**Source data:**
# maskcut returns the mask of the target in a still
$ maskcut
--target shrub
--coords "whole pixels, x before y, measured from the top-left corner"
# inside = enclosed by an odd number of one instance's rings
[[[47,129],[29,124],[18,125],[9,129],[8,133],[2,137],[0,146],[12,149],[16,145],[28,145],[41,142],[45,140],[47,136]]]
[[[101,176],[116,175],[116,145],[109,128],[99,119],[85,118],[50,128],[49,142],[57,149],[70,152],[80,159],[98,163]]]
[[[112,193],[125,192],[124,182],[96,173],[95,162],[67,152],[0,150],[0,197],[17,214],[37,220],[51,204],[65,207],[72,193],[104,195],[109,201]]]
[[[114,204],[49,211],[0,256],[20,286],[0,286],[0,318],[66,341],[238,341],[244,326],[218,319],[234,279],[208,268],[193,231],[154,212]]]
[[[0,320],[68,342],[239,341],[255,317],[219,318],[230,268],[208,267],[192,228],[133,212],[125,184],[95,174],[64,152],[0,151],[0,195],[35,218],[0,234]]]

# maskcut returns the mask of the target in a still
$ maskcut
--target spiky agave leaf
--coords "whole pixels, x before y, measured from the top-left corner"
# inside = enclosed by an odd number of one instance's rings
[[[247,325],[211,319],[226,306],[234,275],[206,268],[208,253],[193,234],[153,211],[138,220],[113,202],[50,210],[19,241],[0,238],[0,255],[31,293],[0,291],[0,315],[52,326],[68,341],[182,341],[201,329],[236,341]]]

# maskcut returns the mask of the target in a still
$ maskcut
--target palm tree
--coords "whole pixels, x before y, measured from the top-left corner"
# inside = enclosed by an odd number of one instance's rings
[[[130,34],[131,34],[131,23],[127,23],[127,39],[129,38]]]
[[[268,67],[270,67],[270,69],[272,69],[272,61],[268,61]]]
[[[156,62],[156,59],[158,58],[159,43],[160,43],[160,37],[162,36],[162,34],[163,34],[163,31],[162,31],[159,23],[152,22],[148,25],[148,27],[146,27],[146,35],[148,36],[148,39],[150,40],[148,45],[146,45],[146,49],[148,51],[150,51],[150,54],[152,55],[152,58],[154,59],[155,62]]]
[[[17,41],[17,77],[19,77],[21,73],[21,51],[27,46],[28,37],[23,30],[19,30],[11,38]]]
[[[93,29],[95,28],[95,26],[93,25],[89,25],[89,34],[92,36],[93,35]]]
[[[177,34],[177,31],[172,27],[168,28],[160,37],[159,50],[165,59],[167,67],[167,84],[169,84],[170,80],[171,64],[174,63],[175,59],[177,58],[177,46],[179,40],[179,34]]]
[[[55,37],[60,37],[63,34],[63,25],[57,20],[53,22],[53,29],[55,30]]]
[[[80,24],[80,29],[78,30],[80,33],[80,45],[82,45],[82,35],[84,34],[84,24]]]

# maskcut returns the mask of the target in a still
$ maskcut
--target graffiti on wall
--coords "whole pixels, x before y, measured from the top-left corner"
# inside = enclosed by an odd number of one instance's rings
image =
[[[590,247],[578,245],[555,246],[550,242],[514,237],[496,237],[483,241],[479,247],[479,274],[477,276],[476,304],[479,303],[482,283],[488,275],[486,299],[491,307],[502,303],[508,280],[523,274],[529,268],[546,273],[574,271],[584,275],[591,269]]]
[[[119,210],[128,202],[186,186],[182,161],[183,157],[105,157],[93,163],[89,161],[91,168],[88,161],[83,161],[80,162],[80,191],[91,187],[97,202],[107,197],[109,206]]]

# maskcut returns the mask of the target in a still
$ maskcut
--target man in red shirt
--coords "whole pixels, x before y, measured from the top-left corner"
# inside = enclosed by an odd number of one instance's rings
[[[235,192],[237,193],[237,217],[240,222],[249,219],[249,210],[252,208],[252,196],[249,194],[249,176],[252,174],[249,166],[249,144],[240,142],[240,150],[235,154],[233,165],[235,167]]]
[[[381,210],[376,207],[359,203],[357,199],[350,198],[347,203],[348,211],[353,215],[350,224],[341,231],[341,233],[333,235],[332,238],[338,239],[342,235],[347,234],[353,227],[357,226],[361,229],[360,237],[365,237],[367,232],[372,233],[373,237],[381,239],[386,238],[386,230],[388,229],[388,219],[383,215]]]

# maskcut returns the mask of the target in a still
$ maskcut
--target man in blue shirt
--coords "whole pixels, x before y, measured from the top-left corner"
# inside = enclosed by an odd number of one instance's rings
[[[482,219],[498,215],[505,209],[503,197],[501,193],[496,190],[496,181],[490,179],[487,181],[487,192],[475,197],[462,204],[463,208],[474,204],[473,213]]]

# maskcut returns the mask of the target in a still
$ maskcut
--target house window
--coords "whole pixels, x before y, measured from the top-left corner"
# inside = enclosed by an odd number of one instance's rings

**What you will do:**
What lines in the data above contain the word "shirt"? Show them all.

**Exercise response:**
--target man in red shirt
--target man in blue shirt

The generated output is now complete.